**Records supplied:**

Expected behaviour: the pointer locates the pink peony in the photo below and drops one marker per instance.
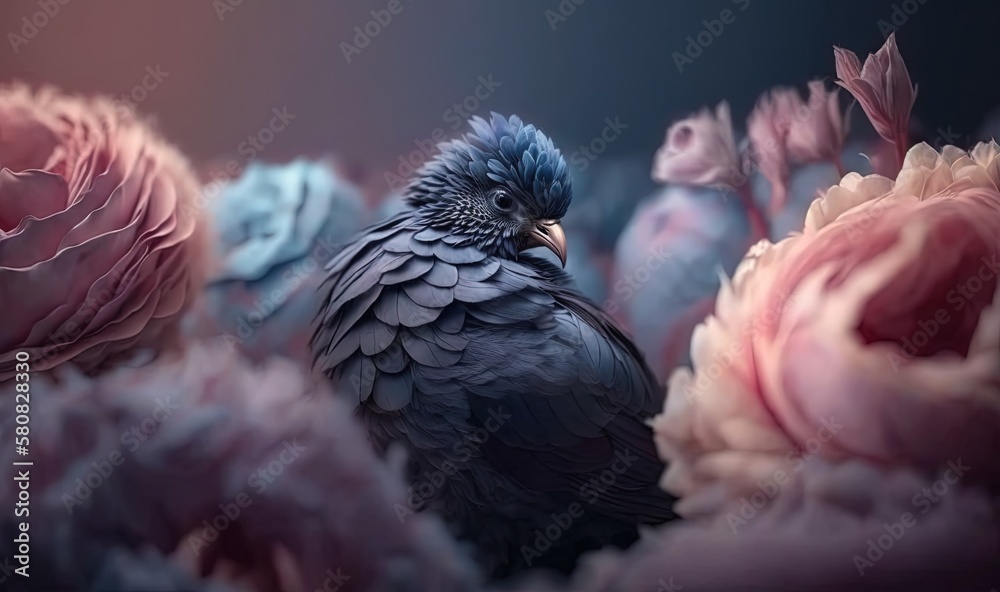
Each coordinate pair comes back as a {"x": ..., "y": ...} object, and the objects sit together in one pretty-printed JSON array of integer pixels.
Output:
[
  {"x": 815, "y": 533},
  {"x": 874, "y": 334},
  {"x": 882, "y": 86},
  {"x": 699, "y": 150},
  {"x": 99, "y": 238}
]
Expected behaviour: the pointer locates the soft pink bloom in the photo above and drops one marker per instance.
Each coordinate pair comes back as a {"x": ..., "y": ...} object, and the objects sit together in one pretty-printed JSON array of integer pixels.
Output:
[
  {"x": 699, "y": 150},
  {"x": 99, "y": 238},
  {"x": 167, "y": 450},
  {"x": 874, "y": 334},
  {"x": 818, "y": 128},
  {"x": 882, "y": 86},
  {"x": 768, "y": 127},
  {"x": 812, "y": 533}
]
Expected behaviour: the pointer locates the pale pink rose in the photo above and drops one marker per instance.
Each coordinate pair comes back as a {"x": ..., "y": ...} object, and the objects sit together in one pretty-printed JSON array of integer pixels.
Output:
[
  {"x": 873, "y": 334},
  {"x": 819, "y": 128},
  {"x": 699, "y": 150},
  {"x": 100, "y": 243},
  {"x": 882, "y": 86}
]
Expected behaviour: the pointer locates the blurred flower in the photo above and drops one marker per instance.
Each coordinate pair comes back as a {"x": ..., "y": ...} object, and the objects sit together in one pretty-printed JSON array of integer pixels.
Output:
[
  {"x": 273, "y": 214},
  {"x": 818, "y": 128},
  {"x": 882, "y": 86},
  {"x": 249, "y": 472},
  {"x": 768, "y": 127},
  {"x": 874, "y": 334},
  {"x": 100, "y": 246},
  {"x": 667, "y": 266},
  {"x": 276, "y": 227},
  {"x": 827, "y": 529},
  {"x": 699, "y": 150}
]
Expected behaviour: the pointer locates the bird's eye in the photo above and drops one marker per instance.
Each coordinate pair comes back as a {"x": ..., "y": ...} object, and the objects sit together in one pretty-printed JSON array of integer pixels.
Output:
[{"x": 502, "y": 200}]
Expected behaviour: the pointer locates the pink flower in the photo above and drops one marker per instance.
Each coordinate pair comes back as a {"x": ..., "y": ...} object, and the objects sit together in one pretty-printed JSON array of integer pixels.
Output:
[
  {"x": 99, "y": 238},
  {"x": 814, "y": 532},
  {"x": 699, "y": 150},
  {"x": 874, "y": 334},
  {"x": 253, "y": 473},
  {"x": 818, "y": 128},
  {"x": 882, "y": 86}
]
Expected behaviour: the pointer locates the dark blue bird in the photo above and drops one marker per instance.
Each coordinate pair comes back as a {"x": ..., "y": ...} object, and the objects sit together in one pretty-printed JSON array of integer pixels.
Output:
[{"x": 522, "y": 404}]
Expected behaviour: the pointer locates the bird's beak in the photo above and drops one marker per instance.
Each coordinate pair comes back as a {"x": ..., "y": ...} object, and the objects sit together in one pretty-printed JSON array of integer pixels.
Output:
[{"x": 550, "y": 235}]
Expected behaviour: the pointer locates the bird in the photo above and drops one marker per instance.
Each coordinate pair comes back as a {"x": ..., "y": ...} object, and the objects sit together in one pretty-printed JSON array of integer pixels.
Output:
[{"x": 522, "y": 405}]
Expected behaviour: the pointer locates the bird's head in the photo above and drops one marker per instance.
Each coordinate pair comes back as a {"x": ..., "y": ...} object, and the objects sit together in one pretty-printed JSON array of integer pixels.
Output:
[{"x": 503, "y": 187}]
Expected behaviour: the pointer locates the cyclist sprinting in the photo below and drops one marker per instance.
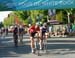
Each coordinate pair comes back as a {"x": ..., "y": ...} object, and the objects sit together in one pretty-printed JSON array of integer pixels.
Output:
[
  {"x": 33, "y": 30},
  {"x": 43, "y": 34}
]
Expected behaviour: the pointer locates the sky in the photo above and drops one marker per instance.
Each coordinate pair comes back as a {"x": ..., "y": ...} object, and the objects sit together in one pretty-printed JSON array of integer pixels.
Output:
[{"x": 4, "y": 14}]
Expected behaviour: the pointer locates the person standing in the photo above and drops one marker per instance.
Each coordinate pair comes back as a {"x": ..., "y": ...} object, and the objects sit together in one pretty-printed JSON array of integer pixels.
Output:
[
  {"x": 15, "y": 36},
  {"x": 21, "y": 32}
]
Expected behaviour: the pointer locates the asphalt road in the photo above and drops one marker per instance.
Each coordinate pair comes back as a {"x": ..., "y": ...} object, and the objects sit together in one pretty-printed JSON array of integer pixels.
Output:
[{"x": 56, "y": 48}]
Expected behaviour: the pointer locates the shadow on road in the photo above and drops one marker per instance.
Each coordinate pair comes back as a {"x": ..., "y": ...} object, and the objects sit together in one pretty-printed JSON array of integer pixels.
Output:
[{"x": 14, "y": 51}]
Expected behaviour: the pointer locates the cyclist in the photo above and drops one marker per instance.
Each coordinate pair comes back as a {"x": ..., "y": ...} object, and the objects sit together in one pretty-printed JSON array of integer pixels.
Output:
[
  {"x": 44, "y": 34},
  {"x": 33, "y": 30}
]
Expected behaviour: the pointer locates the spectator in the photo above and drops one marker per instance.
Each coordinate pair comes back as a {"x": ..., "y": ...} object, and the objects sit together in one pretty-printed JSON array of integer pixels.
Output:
[
  {"x": 15, "y": 35},
  {"x": 21, "y": 31}
]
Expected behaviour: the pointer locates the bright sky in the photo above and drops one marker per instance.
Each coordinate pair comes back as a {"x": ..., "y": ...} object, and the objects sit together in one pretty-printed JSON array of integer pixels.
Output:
[{"x": 4, "y": 14}]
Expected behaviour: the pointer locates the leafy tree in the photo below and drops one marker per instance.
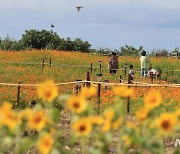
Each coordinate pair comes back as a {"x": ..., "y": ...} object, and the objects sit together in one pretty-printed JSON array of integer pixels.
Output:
[
  {"x": 130, "y": 50},
  {"x": 41, "y": 39}
]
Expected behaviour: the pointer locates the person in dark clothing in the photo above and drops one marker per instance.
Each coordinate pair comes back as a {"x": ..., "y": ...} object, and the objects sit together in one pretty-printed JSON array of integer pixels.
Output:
[{"x": 113, "y": 63}]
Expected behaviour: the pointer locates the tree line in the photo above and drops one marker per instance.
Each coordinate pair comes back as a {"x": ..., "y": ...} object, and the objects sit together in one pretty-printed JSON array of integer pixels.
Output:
[
  {"x": 50, "y": 40},
  {"x": 44, "y": 39}
]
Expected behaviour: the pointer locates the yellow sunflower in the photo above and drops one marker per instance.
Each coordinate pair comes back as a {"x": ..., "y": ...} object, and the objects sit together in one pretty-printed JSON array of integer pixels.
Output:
[
  {"x": 122, "y": 91},
  {"x": 45, "y": 144},
  {"x": 76, "y": 104},
  {"x": 152, "y": 99},
  {"x": 142, "y": 114},
  {"x": 88, "y": 92},
  {"x": 47, "y": 91},
  {"x": 37, "y": 120},
  {"x": 117, "y": 123},
  {"x": 166, "y": 123},
  {"x": 82, "y": 127},
  {"x": 127, "y": 140}
]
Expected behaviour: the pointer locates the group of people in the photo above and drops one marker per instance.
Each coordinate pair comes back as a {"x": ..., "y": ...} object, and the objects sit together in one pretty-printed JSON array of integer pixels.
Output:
[{"x": 146, "y": 68}]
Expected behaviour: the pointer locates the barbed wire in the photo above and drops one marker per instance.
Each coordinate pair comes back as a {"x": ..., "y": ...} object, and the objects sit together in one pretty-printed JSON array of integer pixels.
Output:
[
  {"x": 76, "y": 66},
  {"x": 96, "y": 82}
]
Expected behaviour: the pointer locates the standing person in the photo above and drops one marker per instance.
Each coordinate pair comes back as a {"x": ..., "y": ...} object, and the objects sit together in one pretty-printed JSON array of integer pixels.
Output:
[
  {"x": 113, "y": 63},
  {"x": 144, "y": 64},
  {"x": 131, "y": 71}
]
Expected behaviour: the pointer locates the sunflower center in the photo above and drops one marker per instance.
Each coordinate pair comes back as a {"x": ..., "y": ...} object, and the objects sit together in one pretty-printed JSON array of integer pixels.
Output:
[
  {"x": 153, "y": 100},
  {"x": 82, "y": 128},
  {"x": 37, "y": 119},
  {"x": 76, "y": 105},
  {"x": 46, "y": 143},
  {"x": 48, "y": 94},
  {"x": 165, "y": 124}
]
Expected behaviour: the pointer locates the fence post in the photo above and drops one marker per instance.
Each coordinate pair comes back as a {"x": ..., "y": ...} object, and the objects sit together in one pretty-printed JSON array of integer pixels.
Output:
[
  {"x": 87, "y": 79},
  {"x": 18, "y": 94},
  {"x": 50, "y": 62},
  {"x": 91, "y": 67},
  {"x": 77, "y": 89},
  {"x": 151, "y": 76},
  {"x": 125, "y": 71},
  {"x": 99, "y": 95},
  {"x": 120, "y": 79},
  {"x": 42, "y": 65},
  {"x": 128, "y": 99},
  {"x": 166, "y": 79},
  {"x": 100, "y": 67}
]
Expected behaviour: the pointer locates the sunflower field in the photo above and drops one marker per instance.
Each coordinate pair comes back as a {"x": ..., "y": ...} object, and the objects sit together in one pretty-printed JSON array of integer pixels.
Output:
[{"x": 38, "y": 115}]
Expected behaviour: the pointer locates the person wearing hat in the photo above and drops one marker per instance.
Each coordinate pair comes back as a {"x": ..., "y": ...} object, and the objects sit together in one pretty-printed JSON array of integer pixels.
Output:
[{"x": 113, "y": 63}]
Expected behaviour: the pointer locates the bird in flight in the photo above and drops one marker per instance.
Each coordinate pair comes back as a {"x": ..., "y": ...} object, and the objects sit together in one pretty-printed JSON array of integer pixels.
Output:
[
  {"x": 52, "y": 26},
  {"x": 79, "y": 7}
]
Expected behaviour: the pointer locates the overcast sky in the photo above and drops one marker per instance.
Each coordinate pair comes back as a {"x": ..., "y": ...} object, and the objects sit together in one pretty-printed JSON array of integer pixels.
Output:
[{"x": 154, "y": 24}]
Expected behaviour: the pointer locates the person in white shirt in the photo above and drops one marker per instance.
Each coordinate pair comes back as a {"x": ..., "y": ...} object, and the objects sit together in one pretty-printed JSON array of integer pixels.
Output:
[{"x": 144, "y": 64}]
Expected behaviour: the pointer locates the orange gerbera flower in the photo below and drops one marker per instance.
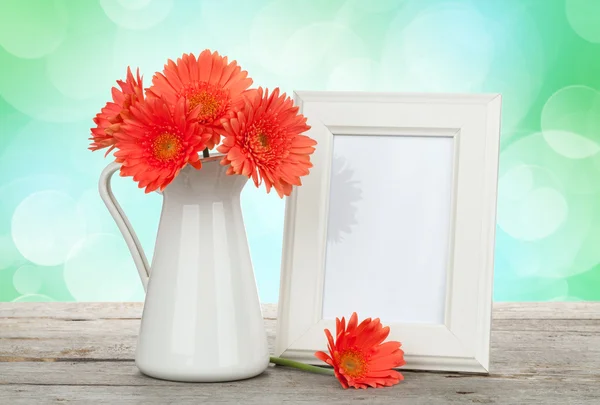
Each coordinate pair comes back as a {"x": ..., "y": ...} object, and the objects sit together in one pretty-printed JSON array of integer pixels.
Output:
[
  {"x": 157, "y": 141},
  {"x": 264, "y": 141},
  {"x": 210, "y": 82},
  {"x": 109, "y": 119},
  {"x": 358, "y": 356}
]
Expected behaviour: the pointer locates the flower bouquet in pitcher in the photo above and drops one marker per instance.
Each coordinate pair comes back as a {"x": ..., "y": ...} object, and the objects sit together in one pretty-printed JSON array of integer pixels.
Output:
[{"x": 196, "y": 135}]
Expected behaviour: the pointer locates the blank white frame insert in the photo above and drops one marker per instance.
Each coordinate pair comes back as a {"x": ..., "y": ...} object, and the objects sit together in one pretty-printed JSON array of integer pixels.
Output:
[
  {"x": 409, "y": 178},
  {"x": 396, "y": 221}
]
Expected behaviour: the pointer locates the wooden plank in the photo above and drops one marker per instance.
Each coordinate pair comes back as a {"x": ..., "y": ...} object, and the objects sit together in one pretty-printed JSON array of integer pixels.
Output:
[
  {"x": 106, "y": 382},
  {"x": 83, "y": 353},
  {"x": 547, "y": 310},
  {"x": 546, "y": 347}
]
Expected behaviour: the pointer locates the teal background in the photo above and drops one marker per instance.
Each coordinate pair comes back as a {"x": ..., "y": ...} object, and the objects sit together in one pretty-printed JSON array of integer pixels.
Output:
[{"x": 58, "y": 60}]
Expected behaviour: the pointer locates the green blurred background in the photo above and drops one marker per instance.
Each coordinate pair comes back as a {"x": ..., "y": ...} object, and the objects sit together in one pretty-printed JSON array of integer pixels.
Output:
[{"x": 59, "y": 58}]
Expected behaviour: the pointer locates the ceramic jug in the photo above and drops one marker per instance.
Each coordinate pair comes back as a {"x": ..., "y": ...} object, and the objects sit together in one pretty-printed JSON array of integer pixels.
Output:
[{"x": 202, "y": 320}]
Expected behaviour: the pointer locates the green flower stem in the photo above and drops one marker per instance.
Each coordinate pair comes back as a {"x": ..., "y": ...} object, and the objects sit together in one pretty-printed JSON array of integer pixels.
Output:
[{"x": 301, "y": 366}]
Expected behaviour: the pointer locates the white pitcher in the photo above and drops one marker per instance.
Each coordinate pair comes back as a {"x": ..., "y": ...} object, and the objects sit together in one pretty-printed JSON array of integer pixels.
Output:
[{"x": 202, "y": 319}]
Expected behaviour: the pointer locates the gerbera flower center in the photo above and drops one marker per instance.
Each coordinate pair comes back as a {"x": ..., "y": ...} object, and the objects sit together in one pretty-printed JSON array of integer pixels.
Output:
[
  {"x": 353, "y": 363},
  {"x": 212, "y": 102},
  {"x": 166, "y": 146},
  {"x": 263, "y": 140},
  {"x": 267, "y": 142}
]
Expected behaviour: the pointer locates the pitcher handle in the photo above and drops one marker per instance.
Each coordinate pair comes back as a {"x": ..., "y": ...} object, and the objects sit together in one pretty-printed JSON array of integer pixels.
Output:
[{"x": 133, "y": 243}]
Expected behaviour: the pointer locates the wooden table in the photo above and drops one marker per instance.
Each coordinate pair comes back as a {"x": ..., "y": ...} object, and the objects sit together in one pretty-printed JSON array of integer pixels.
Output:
[{"x": 83, "y": 353}]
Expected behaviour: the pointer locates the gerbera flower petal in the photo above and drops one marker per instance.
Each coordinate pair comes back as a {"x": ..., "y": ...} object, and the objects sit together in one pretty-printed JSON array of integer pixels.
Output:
[
  {"x": 358, "y": 356},
  {"x": 264, "y": 141},
  {"x": 209, "y": 82},
  {"x": 108, "y": 121},
  {"x": 156, "y": 142}
]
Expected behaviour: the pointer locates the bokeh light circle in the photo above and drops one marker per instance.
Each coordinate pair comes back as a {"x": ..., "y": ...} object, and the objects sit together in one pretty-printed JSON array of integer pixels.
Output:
[
  {"x": 583, "y": 18},
  {"x": 96, "y": 215},
  {"x": 527, "y": 213},
  {"x": 8, "y": 252},
  {"x": 562, "y": 239},
  {"x": 45, "y": 226},
  {"x": 33, "y": 28},
  {"x": 137, "y": 15},
  {"x": 27, "y": 279},
  {"x": 570, "y": 121},
  {"x": 100, "y": 268}
]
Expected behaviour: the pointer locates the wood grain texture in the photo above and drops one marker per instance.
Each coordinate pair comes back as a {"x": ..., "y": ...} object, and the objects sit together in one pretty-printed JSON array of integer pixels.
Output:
[{"x": 83, "y": 353}]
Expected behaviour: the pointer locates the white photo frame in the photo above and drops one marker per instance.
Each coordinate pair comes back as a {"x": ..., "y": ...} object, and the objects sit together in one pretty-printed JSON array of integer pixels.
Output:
[{"x": 448, "y": 145}]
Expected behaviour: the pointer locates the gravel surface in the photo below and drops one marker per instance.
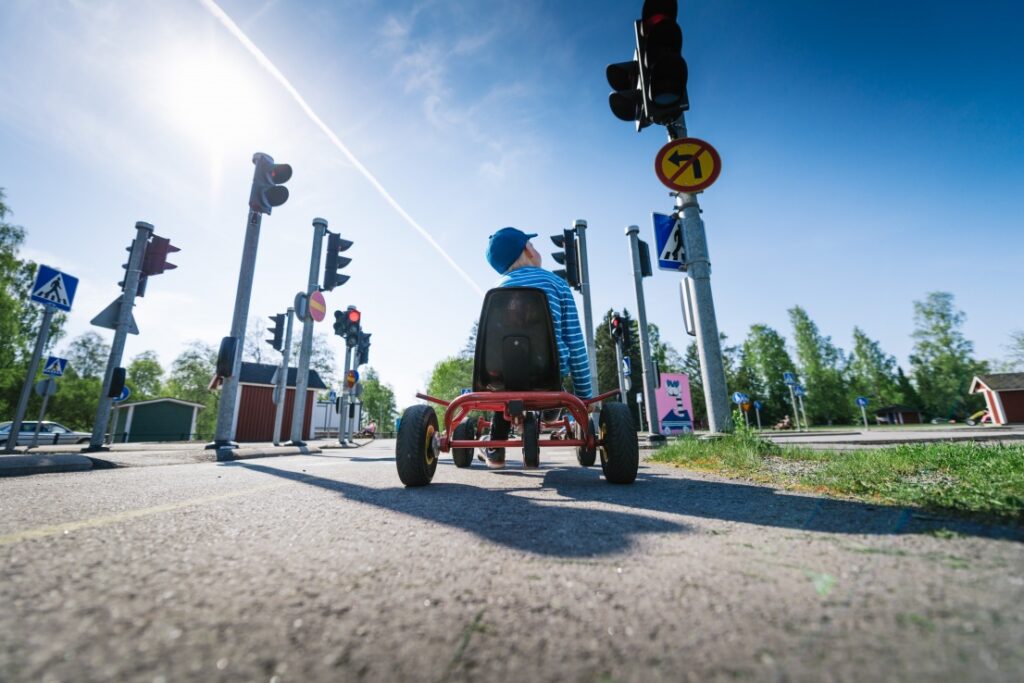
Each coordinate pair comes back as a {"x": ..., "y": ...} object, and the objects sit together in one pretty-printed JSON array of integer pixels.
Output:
[{"x": 325, "y": 568}]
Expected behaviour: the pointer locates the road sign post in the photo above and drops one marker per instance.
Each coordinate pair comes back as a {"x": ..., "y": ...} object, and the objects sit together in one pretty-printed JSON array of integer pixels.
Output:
[
  {"x": 286, "y": 354},
  {"x": 650, "y": 401},
  {"x": 123, "y": 324},
  {"x": 862, "y": 402},
  {"x": 588, "y": 315},
  {"x": 305, "y": 347}
]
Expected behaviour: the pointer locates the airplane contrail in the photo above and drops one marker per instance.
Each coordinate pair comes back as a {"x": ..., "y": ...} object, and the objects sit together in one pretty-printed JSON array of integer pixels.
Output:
[{"x": 265, "y": 62}]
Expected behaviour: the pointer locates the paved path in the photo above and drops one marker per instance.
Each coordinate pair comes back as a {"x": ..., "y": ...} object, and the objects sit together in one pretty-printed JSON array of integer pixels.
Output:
[{"x": 325, "y": 568}]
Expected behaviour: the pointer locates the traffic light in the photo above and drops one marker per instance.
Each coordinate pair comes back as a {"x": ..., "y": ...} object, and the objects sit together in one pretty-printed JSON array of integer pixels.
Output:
[
  {"x": 567, "y": 257},
  {"x": 353, "y": 321},
  {"x": 155, "y": 258},
  {"x": 615, "y": 328},
  {"x": 335, "y": 261},
  {"x": 268, "y": 181},
  {"x": 663, "y": 69},
  {"x": 651, "y": 88},
  {"x": 363, "y": 349},
  {"x": 276, "y": 332}
]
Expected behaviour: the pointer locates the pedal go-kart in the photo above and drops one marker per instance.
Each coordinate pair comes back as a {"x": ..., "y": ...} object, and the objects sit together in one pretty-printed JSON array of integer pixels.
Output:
[{"x": 516, "y": 375}]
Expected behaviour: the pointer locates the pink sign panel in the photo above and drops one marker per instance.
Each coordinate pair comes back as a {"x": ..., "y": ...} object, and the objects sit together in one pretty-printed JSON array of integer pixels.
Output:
[{"x": 675, "y": 408}]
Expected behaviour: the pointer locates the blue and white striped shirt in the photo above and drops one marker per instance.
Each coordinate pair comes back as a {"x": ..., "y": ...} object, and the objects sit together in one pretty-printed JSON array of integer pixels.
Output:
[{"x": 571, "y": 347}]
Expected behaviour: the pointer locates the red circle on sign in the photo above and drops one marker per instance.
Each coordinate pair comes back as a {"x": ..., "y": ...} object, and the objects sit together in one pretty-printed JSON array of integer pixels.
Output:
[
  {"x": 704, "y": 146},
  {"x": 317, "y": 306}
]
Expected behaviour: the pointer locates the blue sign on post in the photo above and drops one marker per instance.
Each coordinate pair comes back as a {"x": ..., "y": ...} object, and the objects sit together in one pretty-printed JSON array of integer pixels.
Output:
[
  {"x": 669, "y": 240},
  {"x": 53, "y": 288},
  {"x": 54, "y": 367}
]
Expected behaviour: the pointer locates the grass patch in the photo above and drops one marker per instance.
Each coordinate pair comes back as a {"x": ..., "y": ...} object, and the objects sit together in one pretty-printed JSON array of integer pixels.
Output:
[{"x": 967, "y": 477}]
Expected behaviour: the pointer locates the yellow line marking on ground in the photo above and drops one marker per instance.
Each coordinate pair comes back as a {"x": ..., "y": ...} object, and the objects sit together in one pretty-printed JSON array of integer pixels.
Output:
[{"x": 104, "y": 520}]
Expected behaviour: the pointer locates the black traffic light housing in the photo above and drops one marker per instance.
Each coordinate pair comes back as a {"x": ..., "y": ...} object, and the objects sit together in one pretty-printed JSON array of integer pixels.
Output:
[
  {"x": 268, "y": 180},
  {"x": 276, "y": 332},
  {"x": 569, "y": 257},
  {"x": 335, "y": 261}
]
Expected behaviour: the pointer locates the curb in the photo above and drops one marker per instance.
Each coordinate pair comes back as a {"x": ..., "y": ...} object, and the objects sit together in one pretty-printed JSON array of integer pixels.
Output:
[
  {"x": 25, "y": 465},
  {"x": 228, "y": 455}
]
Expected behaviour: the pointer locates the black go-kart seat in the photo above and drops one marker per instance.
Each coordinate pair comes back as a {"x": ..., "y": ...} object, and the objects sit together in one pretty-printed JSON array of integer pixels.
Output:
[{"x": 515, "y": 343}]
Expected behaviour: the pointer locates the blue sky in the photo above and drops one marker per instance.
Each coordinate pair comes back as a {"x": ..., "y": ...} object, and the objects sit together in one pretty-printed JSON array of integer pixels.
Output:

**Task to complete:** Check every line above for the string "bird" and copy those that have it.

**Solution below:**
Expected behaviour: the pointer locates the bird's eye in the photo above and drops one marker per instance.
Expected behaviour: the pointer locates the dark blue bird in the photo above and drops one marker per instance.
Expected behaviour: the pointer locates the bird's beak in the photo above and drops one marker per instance.
Expected behaviour: the pointer locates the bird in the photo above and drops one marker per instance.
Expected behaviour: the pointer locates the bird's head in the photo above and drops one marker per instance.
Expected behaviour: the pointer locates the bird in flight in the photo above and drops one marker per instance.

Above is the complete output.